[課題の指示]
**a)** 本文によると、書き手はリモコンを見つけられなかったため、代わりに何をしたか。
**b)** 本文のうち、「6月9日 AM0:45 〜」から始まり「こういうときなんだなあ、と。」で終わる部分を、一字一句変えずにすべて書き写せ。

[本文の抜粋]

'''

6月9日 AM0:45 〜 AM9:40 の記録。

※前回までのあらすじ
(Jねーさんとついつい話し込んでしまった私は終電を逃し、大都会・東京で路頭に迷う。明日も仕事。しかも雨。さてどうしたものか。)

仕事中とはわかっていたけど、マイ・ラヴァーに電話。「どうしたの?」「終電逃しちゃった…。」「えー、じゃあ鍵取りにおいで。会社の下まで一瞬出ていくから。」「うん、ごめん。」という展開でタクシーに乗る。都心で先に車を降りた私は、そのまま自宅に向かうJねーさんに手を振って彼を待つ。うー私が終電を逃すなんてええええええという気持ちが膨らみ過ぎてすっかり自己嫌悪に陥った頃、マイ・ラヴァー到着、鍵をゲット。タクシーの運ちゃんに「ここをこう行って、ああ行って、あのあたりまで。」と行き先指定までしていただき、一足どころか二足も三足も早く彼のマンションへ。

人の鍵を使って人の部屋に侵入。

「脱ぎっぱなしのアレが放置してあるけどお気になさらず!」「新しいタオルが洗濯物の山の中にあるからシャワーとか勝手に使って!」「ベッドと壁の間にリモコンがあるから除湿するといいよ!」と、私が来ることなどまったく予想してなかっただろう彼から、仕事中にもかかわらず何度もメールを受け取る。脱ぎっぱなしのアレをくすくすと片付け、うっかり彼の使いかけのタオルを使い、リモコンを発見できなかったので換気扇を回す。もう2時になる。

昨日(もう昨日になる)のJねーさんとの逢瀬で思いついたことをさらに煮詰める。

流しそうめんのようにわらわらとぶら下がった色とりどりのネクタイ群、スーツを着る用が減った彼にはこんなに要らないだろう。用途じゃない。そして目を凝らす。「物」(もともとあったものじゃなくて、人間が生産したもの)には用途があって、そこだけに注目すると甚だ現代的かつ理路整然とした状態になる。私が(たとえば)彼のネクタイを見るとき、明らかに用途は問題としていない。私は作家でもなんでもないけど、書きたくなるとき、それはこういうときなんだなあ、と。

ネクタイはネクタイ、それを首に巻く彼を好きなのはその通り。ただ、首に巻く本人がいない今だって、私は(用途を欠いた単なるものとしての)ネクタイから何かを抽出する。用途を孕んだ「物」で占められた世界とは、私たちの周りにいつでも存在するリアルワールド。「物」が「物」としてではなく漠然とした「もの」として私に迫るとき、その漠然とした何かを私なりの形にしたくて文章を書く。大抵は書き表せないが。ネクタイがただそこにある、それのいったい何が嬉しいのか、すべては謎だ。私がセクシャルだと感じる多くのことはマイ・ラヴァーが本質的に持っており、彼の持ち物にも(リアルワールドの裏で)かたちを変えて宿る。持ち物に宿ったその正体を、かつての私は"形跡"と書いた。女は形跡に恋をする、とも。

'''

物体指示のデータセット抜粋

'''

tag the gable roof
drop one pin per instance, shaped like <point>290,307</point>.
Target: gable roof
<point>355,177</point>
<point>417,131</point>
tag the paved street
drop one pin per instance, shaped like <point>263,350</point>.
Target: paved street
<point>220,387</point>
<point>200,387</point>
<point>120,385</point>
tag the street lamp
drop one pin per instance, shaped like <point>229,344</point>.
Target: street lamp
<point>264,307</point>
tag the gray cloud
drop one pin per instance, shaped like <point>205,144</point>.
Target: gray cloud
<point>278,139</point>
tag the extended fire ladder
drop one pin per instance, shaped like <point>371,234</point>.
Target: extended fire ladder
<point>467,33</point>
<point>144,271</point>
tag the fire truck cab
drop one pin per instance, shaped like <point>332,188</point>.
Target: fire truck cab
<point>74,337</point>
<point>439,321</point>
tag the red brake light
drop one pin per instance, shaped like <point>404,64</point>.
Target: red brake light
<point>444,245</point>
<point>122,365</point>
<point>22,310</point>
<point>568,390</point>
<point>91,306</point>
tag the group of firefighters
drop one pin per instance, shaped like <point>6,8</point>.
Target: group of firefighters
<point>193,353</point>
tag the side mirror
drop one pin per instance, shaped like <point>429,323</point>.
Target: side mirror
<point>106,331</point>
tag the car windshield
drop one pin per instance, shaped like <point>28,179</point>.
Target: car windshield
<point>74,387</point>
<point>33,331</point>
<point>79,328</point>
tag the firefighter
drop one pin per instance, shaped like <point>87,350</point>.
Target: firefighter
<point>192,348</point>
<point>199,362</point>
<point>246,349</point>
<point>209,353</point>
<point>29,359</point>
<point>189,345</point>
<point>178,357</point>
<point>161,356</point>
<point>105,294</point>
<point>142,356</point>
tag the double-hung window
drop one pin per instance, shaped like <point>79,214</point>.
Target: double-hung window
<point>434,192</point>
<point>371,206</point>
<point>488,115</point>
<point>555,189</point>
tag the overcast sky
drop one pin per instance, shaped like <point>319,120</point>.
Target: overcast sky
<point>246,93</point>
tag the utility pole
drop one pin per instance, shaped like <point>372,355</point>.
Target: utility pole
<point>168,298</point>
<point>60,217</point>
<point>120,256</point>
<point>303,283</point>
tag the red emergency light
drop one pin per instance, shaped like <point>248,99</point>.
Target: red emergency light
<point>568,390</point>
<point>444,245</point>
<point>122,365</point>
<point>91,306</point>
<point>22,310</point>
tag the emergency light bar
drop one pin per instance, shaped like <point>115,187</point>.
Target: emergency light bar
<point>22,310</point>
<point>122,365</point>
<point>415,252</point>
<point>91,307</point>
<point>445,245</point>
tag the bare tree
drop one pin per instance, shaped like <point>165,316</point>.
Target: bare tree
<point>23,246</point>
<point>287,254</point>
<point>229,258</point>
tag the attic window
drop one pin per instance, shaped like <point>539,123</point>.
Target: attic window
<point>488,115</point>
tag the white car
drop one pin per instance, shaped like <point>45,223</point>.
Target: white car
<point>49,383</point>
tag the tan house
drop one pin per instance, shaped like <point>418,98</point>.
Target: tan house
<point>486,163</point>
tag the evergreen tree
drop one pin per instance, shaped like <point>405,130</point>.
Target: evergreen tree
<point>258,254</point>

'''

[各課題の解答]
**a)** 換気扇を回した。

**b)**
6月9日 AM0:45 〜 AM9:40 の記録。

※前回までのあらすじ
(Jねーさんとついつい話し込んでしまった私は終電を逃し、大都会・東京で路頭に迷う。明日も仕事。しかも雨。さてどうしたものか。)

仕事中とはわかっていたけど、マイ・ラヴァーに電話。「どうしたの?」「終電逃しちゃった…。」「えー、じゃあ鍵取りにおいで。会社の下まで一瞬出ていくから。」「うん、ごめん。」という展開でタクシーに乗る。都心で先に車を降りた私は、そのまま自宅に向かうJねーさんに手を振って彼を待つ。うー私が終電を逃すなんてええええええという気持ちが膨らみ過ぎてすっかり自己嫌悪に陥った頃、マイ・ラヴァー到着、鍵をゲット。タクシーの運ちゃんに「ここをこう行って、ああ行って、あのあたりまで。」と行き先指定までしていただき、一足どころか二足も三足も早く彼のマンションへ。

人の鍵を使って人の部屋に侵入。

「脱ぎっぱなしのアレが放置してあるけどお気になさらず!」「新しいタオルが洗濯物の山の中にあるからシャワーとか勝手に使って!」「ベッドと壁の間にリモコンがあるから除湿するといいよ!」と、私が来ることなどまったく予想してなかっただろう彼から、仕事中にもかかわらず何度もメールを受け取る。脱ぎっぱなしのアレをくすくすと片付け、うっかり彼の使いかけのタオルを使い、リモコンを発見できなかったので換気扇を回す。もう2時になる。

昨日(もう昨日になる)のJねーさんとの逢瀬で思いついたことをさらに煮詰める。

流しそうめんのようにわらわらとぶら下がった色とりどりのネクタイ群、スーツを着る用が減った彼にはこんなに要らないだろう。用途じゃない。そして目を凝らす。「物」(もともとあったものじゃなくて、人間が生産したもの)には用途があって、そこだけに注目すると甚だ現代的かつ理路整然とした状態になる。私が(たとえば)彼のネクタイを見るとき、明らかに用途は問題としていない。私は作家でもなんでもないけど、書きたくなるとき、それはこういうときなんだなあ、と。